• [Segmentation labeling entries]:
--
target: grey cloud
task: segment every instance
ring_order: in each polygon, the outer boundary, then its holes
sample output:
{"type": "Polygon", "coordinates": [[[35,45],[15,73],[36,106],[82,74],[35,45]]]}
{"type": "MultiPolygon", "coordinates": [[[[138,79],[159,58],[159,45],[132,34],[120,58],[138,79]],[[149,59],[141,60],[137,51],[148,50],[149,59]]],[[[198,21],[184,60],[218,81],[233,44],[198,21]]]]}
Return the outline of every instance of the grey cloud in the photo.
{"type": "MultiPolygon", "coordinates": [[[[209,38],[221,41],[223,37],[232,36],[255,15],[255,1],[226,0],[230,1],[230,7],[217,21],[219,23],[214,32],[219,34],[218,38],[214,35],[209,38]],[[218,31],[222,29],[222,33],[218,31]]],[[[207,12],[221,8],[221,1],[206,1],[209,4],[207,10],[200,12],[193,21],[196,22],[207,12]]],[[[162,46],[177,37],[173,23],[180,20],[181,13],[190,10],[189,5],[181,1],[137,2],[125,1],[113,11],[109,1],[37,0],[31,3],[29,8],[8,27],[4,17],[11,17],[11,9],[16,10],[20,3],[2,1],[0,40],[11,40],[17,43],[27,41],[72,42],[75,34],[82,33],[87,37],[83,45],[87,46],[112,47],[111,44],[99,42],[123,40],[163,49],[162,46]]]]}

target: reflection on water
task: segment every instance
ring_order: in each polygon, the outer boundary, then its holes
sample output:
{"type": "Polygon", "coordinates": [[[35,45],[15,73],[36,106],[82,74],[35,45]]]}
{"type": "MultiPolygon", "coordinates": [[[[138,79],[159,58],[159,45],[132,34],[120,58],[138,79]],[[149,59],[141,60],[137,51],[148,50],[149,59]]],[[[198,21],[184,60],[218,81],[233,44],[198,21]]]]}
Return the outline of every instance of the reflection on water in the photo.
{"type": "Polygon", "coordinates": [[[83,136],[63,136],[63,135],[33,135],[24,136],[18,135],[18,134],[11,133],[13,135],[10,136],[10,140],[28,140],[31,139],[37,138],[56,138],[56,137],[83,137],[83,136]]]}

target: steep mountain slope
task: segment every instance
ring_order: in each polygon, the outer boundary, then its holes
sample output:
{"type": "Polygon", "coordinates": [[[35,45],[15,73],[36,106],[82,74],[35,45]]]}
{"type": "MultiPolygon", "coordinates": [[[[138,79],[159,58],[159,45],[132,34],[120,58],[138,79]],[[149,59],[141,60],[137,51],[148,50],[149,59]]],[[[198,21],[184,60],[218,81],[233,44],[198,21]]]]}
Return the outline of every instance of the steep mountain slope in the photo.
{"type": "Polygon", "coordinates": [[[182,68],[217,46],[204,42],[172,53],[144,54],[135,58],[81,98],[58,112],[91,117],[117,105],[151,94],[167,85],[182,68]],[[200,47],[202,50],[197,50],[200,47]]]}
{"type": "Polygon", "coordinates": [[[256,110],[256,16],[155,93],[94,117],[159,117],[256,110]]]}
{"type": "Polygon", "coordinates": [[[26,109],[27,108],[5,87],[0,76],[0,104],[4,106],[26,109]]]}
--
• [GIVEN PROBLEM]: Can you reproduce all three entries above verbatim, character for character?

• [RESPONSE TO THIS TASK]:
target: grey cloud
task: segment every instance
ring_order: in each polygon, the outer boundary, then its holes
sample output:
{"type": "Polygon", "coordinates": [[[35,45],[15,73],[36,106],[82,74],[35,45]]]}
{"type": "MultiPolygon", "coordinates": [[[[138,79],[159,58],[159,45],[132,34],[120,58],[138,79]],[[149,59],[141,60],[137,51],[148,50],[149,59]]],[[[198,21],[184,60],[218,81],[233,44],[198,21]]]]}
Return the outline of every instance of the grey cloud in the photo.
{"type": "MultiPolygon", "coordinates": [[[[209,38],[221,41],[223,37],[232,36],[255,15],[255,1],[226,0],[230,1],[230,7],[217,21],[219,23],[214,32],[219,34],[218,38],[214,35],[209,38]],[[218,31],[222,29],[222,33],[218,31]]],[[[207,12],[221,8],[221,1],[206,1],[209,4],[207,10],[200,12],[193,21],[196,22],[207,12]]],[[[162,46],[177,37],[173,23],[180,20],[181,13],[190,10],[189,5],[181,1],[137,2],[125,1],[113,11],[109,1],[37,0],[31,3],[29,8],[8,27],[4,17],[11,17],[11,9],[16,10],[20,3],[2,1],[0,40],[11,40],[17,43],[27,41],[72,42],[75,34],[82,33],[87,37],[83,45],[87,46],[112,47],[111,44],[99,42],[123,40],[163,49],[162,46]]]]}

target: reflection on water
task: segment every instance
ring_order: in each polygon, the outer boundary, then its holes
sample output:
{"type": "Polygon", "coordinates": [[[35,45],[15,73],[36,106],[82,74],[35,45]]]}
{"type": "MultiPolygon", "coordinates": [[[[138,79],[159,58],[159,45],[132,34],[120,58],[138,79]],[[149,59],[141,60],[137,51],[148,50],[149,59]]],[[[198,21],[184,60],[218,81],[233,44],[198,21]]]]}
Return the outline of every instance of the reflection on water in the photo.
{"type": "Polygon", "coordinates": [[[83,136],[63,136],[63,135],[33,135],[24,136],[18,135],[18,134],[11,133],[13,135],[10,136],[10,140],[28,140],[31,139],[37,138],[56,138],[56,137],[83,137],[83,136]]]}

target: steep mountain slope
task: segment every instance
ring_order: in each polygon, the outer boundary, then its holes
sample output:
{"type": "Polygon", "coordinates": [[[35,45],[15,73],[36,106],[82,74],[35,45]]]}
{"type": "MultiPolygon", "coordinates": [[[[138,79],[159,58],[159,45],[132,34],[120,58],[138,79]],[[149,59],[141,60],[137,51],[148,50],[149,59]]],[[[198,21],[184,60],[218,81],[233,44],[198,21]]]]}
Return the outline of every instance of the steep mountain slope in the photo.
{"type": "Polygon", "coordinates": [[[182,68],[217,46],[204,42],[172,53],[144,54],[135,58],[81,98],[58,112],[91,117],[117,105],[151,94],[167,85],[182,68]],[[200,47],[202,50],[197,50],[200,47]]]}
{"type": "Polygon", "coordinates": [[[256,110],[256,16],[155,93],[94,117],[159,117],[256,110]]]}
{"type": "Polygon", "coordinates": [[[26,109],[27,108],[5,87],[0,76],[0,104],[4,106],[26,109]]]}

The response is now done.